- **Exercise details**: Write out every entry exactly as it appears, omitting the pictures.

· · · · ·

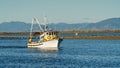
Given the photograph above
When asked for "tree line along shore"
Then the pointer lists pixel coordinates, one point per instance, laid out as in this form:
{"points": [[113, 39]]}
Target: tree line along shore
{"points": [[22, 35]]}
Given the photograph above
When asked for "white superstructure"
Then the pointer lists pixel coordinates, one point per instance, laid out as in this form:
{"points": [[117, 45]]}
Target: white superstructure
{"points": [[48, 39]]}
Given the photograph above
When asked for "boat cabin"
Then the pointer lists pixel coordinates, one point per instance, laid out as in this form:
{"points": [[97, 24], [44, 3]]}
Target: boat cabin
{"points": [[50, 35]]}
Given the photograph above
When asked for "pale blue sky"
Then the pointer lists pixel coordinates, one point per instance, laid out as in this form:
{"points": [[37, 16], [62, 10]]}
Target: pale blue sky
{"points": [[70, 11]]}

· · · · ·

- **Response**:
Given the photograph above
When asked for "tree line along shore"
Then the pointer lists pixel coordinates, one point per instance, laid out as in this form:
{"points": [[113, 39]]}
Target: tree line along shore
{"points": [[22, 35]]}
Given the photograph above
When asked for "white superstructure"
Then the pointer lists pixel coordinates, one point per instance, laid out as in this form:
{"points": [[117, 45]]}
Target: white superstructure
{"points": [[48, 39]]}
Given the photograph above
When asked for "boat cabin"
Then the pointer lists pixel coordinates, one point per instance, laid out as in this form:
{"points": [[97, 24], [44, 3]]}
Target: boat cabin
{"points": [[50, 35]]}
Given the photograph above
When asked for "pale blue sky"
Then the pointer lists pixel coordinates, one point per instance, laid out as in this form:
{"points": [[37, 16], [62, 10]]}
Target: pale blue sky
{"points": [[70, 11]]}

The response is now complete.